Mahasiswa Tunarungu Berhak Untuk Maju !
UIN Sunan
Kalijaga sebagai kampus inklusif berusaha untuk menjadi kampus yang terbuka
terhadap semua pihak, khususnya dalam hal ini kepada mahasiswa difabel dengan memberikan
kesempatan kepada mereka agar tetap bisa belajar dan menimba ilmu ditengah
keterbatasan mereka tanpa harus merasa di diskriminasi. Informasi yang
diperoleh dari PLD (Pusat Layanan Difabel) UIN Sunan Kalijaga, pada tahun
akademik 2015/2016 terdapat 55 mahasiswa difabel yang terdiri atas mahasiswa
tunanetra, tunarungu, dan tuna daksa, sedangkan pada tahun akademik
2017/2018 jumlah mahasiswa difabel ada
sekitar 70 orang, yang beberapa diantaranya adalah mahasiswa Tunarungu.
Tunarungu
adalah penderita gangguan pendengaran disebabkan rusaknya alat pendengaran. Ada
empat tipe gangguan pendengaran, tipe yang pertama adalah gangguan pendengaran
sensorineura disebabkan oleh hilangnya atau rusaknya sel saraf. Gangguan
pendengaran konduktif yaitu tidak terhantarnya ke telinga dalam. Gangguan
pendengaran campuran merupakan gabungan dari gangguan sensorineura dan gangguan
konduktif. Tipe yang terakhir yaitu gangguan pendengaran saraf dimana saraf
auditori tidak dapat mengirim sinyal ke otak.
Dalam kehidupan
sehari-hari disabilitas Tunarungu lebih mengandalkan konsep visual untuk
memahami informasi yang disampaikan orang lain, yaitu dengan melihat dan
memperhatikan gerak bibir orang yang menyampaikan informasi. Namun tidak
menutup kemungkinan jika Tunarungu tidak dapat memahami secara utuh informasi
yang disampaikan.
Walaupun sulit
dalam memahami informasi, namun disabilitas Tunarungu tetap mendapatkan hak
untuk merasakan bangku sekolah dan mengenyam pendidikan layaknya manusia pada
umumnya. Karena mereka juga mempunyai cita-cita untuk menjadi orang sukses. Selain
itu, penanaman rasa optimis dan sosial dapat ditanamkan melalui pembelajaran di
sekolah/kampus. Karena alasan tersebut UIN Sunan Kalijaga bersedia menerima mahasiswa
Tunarungu untuk menimba ilmu dikampus tersebut.

#### Yang Harus Dikerjakan:
Tuliskan lanjutan teks bacaan tentang mahasiswa tunarungu di UIN Sunan Kalijaga, mulai sesudah kalimat terakhirnya.

#### Baris:
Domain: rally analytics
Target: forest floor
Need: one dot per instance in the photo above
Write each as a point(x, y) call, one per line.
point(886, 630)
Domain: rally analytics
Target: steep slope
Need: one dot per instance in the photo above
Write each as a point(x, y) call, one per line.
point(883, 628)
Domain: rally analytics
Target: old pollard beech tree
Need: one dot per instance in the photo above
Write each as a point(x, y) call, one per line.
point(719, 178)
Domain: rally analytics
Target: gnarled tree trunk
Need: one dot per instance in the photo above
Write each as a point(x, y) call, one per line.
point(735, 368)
==
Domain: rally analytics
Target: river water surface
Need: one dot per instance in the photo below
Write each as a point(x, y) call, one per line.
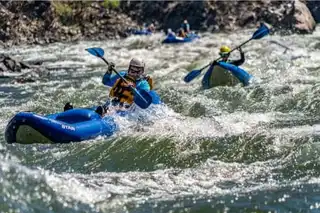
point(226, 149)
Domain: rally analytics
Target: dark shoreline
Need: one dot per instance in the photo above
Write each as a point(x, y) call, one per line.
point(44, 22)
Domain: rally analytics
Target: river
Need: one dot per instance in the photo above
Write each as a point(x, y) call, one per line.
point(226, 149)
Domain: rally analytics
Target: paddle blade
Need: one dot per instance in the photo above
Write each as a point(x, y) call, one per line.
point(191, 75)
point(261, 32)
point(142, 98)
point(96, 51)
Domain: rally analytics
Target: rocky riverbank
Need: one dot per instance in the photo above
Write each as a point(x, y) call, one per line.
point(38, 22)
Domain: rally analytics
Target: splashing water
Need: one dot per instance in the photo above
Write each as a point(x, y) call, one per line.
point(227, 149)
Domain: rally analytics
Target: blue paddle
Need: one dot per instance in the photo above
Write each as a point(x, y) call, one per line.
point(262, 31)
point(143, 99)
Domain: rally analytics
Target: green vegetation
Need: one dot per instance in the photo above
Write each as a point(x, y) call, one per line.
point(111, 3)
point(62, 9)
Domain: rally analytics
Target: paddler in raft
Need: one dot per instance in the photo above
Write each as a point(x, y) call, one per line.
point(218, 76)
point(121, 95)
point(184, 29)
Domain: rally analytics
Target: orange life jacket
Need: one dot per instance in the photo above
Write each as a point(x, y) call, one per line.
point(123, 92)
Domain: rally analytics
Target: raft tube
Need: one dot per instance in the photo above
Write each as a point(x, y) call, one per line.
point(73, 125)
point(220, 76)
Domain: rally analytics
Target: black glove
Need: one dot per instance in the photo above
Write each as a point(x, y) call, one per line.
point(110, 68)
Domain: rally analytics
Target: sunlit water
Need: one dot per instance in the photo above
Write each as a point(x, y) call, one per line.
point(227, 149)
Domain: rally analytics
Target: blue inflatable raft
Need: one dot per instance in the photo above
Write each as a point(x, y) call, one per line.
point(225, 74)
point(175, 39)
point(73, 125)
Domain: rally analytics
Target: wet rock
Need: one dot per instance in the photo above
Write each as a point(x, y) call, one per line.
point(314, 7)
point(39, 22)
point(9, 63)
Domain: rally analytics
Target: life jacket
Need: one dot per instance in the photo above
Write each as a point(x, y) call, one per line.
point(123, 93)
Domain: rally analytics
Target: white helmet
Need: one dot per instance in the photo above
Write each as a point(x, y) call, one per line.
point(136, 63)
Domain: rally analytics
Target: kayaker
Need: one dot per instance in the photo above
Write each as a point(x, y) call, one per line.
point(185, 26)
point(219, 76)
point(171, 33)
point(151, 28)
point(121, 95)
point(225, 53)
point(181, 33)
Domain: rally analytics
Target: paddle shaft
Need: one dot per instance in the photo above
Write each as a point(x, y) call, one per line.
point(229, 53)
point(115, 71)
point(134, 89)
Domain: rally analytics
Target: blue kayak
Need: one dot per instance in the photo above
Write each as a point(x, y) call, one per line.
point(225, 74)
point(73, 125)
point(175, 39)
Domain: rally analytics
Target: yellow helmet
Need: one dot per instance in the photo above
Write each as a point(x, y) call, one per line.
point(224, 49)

#### Hasil Akhir:
UIN Sunan
Kalijaga secara umum sudah mewujudkan konsep inklusif yang mendukung mobilitas
mahasiswa difabel, khususnya dalam hal ini mahasiswa Tunarungu yaitu dengan
adanya PLD (Pusat Layanan Difabel), Difabel Corner, dan fasilitas kampus
lainnya. Meskipun demikian, tetap saja terdapat beberapa kendala bagi mahasiswa
Tunarungu dalam melaksanakan proses perkuliahan. Mahasiswa Tunarungu digabung
dalam satu kelas dengan mahasiswa normal (non-Tunarungu), hal ini terkadang membuat
penderita Tunarungu sering mendapatkan perlakuan kurang mengenakan dari teman
sekelasnya, seperti hujatan, hinaan dan pandangan mencemooh dari mahasiswa
lainnya. Sedangkan dari pihak dosen/ pengajar sendiri terkadang masih ada yang
kurang memahami terhadap keadaan yang penderita Tunarungu alami.
Permasalahan
internal yang dialami mahasiswa Tunarungu saat proses perkuliahan terkadang
membuat mereka sulit dalam memahami materi secara utuh meskipun pada hakikatnya
,mereka memiliki tingkat kecerdasan yang sama dengan mahasiswa pada umumnya.
Perlakuan yang kurang baik dari teman sebayanya dapat mengurangi rasa optimis
dan menjatuhkan mental, hal ini memicu turunnya prestasi mereka.
Dengan demikian,
mereka membutuhkan perhatian khusus dari pihak kampus UIN Sunan Kalijaga
sendiri. Dengan adanya PLD (Pusat Layanan Difabel) dapat meminimalis hambatan
akademis dan sosial yang dialami mahasiswa Tunarungu sehingga mereka mampu
memiliki kesempatan dan tingkat partisipasi yang sama dengan mahasiswa lain. Contohnya,
menerjemahkan materi yang disampaikan dosen dengan bahasa isyarat maupun
tulisan dan memberikan pendampingan dalam kegiatan peningkatan kemampuan diri
seperti seminar atau pelatihan-pelatihan. Dan tentunya memberikan sosialisasi
kepada semua pihak kampus baik dosen, staf dan mahasiswa untuk bekerjasama
dalam hal ini.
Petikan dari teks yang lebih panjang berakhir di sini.